======== Records for this task ========
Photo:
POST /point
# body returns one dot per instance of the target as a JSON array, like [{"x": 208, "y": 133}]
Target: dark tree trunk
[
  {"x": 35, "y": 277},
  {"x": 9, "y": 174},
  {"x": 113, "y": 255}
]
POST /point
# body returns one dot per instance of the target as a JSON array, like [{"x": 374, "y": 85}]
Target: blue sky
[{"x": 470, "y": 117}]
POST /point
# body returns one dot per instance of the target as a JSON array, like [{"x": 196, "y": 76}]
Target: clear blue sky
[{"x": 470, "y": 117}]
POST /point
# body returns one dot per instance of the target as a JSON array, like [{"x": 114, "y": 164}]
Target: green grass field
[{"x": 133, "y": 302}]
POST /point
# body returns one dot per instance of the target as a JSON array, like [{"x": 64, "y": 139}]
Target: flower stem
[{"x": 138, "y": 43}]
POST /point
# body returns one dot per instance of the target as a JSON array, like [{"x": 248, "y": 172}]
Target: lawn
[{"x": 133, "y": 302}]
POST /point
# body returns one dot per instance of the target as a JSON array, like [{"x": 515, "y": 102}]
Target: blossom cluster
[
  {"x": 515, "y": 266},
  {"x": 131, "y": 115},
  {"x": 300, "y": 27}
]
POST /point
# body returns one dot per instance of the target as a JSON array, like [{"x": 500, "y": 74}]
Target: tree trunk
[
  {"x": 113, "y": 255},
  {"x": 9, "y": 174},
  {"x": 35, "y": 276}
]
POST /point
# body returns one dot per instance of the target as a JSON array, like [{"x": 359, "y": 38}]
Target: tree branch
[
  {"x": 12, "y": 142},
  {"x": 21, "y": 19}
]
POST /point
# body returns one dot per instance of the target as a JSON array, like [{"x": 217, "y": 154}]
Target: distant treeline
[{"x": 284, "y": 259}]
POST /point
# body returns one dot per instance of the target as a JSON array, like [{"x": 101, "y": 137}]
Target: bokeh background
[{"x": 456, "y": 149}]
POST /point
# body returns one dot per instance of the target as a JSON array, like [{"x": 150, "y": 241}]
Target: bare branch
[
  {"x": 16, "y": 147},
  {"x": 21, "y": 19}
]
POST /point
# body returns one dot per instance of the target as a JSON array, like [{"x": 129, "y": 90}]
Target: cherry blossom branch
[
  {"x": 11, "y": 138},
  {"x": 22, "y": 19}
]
========
» Written exercise
Please find every line in the entries above that contains the word "branch", and copy each one.

» Written answer
Target: tree branch
Target: bare branch
Target: cherry blossom branch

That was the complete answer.